(Problem): Pick up the article on building a campfire below at the point where it ends and continue writing it.

(Page excerpt):
start
Building a campfire requires know-how and good judgment

Scouts today know there are plenty of ways to enjoy the outdoors without kindling a campfire.

Modern sleeping bags and layered clothing can eliminate the need of fire for warmth. Lightweight stoves bring instant heat for cooking meals. And one can discover appreciation for nature at night without a dominating firelight.

Still, there’s nothing quite like a campfire. Knowing when, where and how to build one is an essential Scouting skill and a useful skill for life. From a council camp closing event to home fireplaces and backyard barbecues, there will be plenty of times when it will be helpful to know how to build and manage a fire.

To build or not to build

The Outdoor Code and Leave No Trace principles teach Scouts to be careful with fire and considerate in the outdoors. Sometimes that means not building a campfire at all.

Consider the impact on the environment and the potential damage of building a fire. Where wood is scarce, opt not to start a fire and consume what little wood is available. Wood is a valuable resource not only for other campers, but also wildlife.

Where fires are allowed, the best places to build them are in existing fire rings. Making a fire on a mound of mineral soil or in a metal fire pan can shield the ground below from being scorched.

Three basics

Fire is arguably the oldest of all STEM subjects; our early ancestors had to figure out the science, technology, engineering and math of fire before civilization could advance. Here’s what they discovered.

Three elements are required to make a fire — fuel, heat and air — combined in the right way to achieve a sustainable reaction. How you put them together makes all the difference.

You’ll want at least a hatful of tinder, material that will ignite easily when touched with a match. Use a pocketknife to carve thin shavings from a piece of dry wood. Fluff from cottonwood trees and milkweed plants works well, too. Consider collecting the inner bark of cedars and other downed trees and dry needles from many conifers.
end
(Collected material):
start
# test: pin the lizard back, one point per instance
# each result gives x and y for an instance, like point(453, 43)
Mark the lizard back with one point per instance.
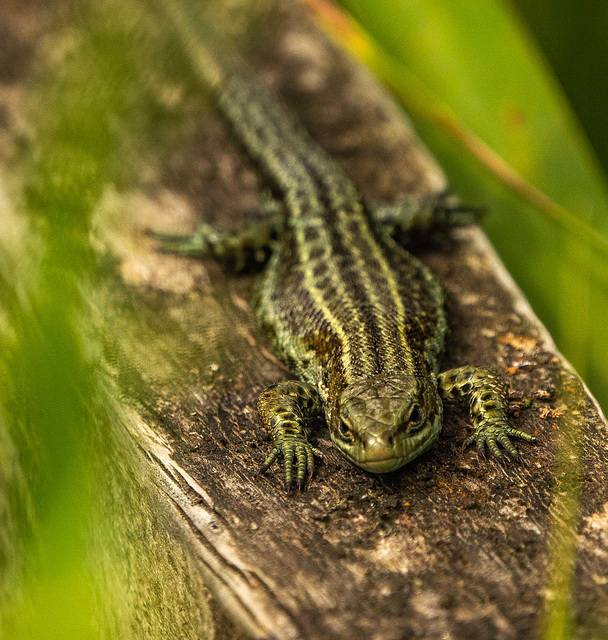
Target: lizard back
end
(Answer):
Next comes kindling, dry sticks with diameters up to that of a pencil. Dead wood found on the ground works as perfect kindling. It should be easy to break by hand. Gather enough to fill two hats.

Finally, look for fuel, pieces of wood larger than kindling that will sustain your fire once it has gained a life of its own. To avoid environmental harm, collect wood from dead or downed trees. The amount of fuel you need depends on how large your fire will be and how long you plan for it to burn. Obviously, a quick fire for cooking breakfast requires less wood than a winter campfire meant to warm an evening and dry everyone’s socks.

Light your fire

Place a heaping pile of tinder in the middle of a fire ring and then organize plenty of kindling over the tinder. You can arrange your fuel wood around and above your kindling in dozens of different ways. Remember to leave space between the logs so oxygen can feed the flames. Smoke can be an indicator your fire needs more air.

Light the base of the tinder, which should ignite and carry heat upward into the kindling. You could also use a homemade fire starter, like cotton balls rubbed in petroleum jelly. To safely start fires, don’t use liquid fuels. As the kindling catches fire, the flames will gain strength, producing enough heat for the fuel wood above it to combust.

You can nurse a fading fire back to life by adding kindling and blowing on embers to supply more oxygen.

Don’t throw trash into the blaze. Not everything turns to ash, and litter could remain after the fire is out. Pack out all trash.

Never leave your fire unattended. A wayward spark could spell disaster if it spreads beyond the fire lay and is not stamped out.

Extinguish a fire by eliminating the fuel, the heat or the air vital to its existence. Pour plenty of water on the campfire, and then stir the ashes with soil. Keep at it until the fire is out and you can touch the cold ashes with your hand.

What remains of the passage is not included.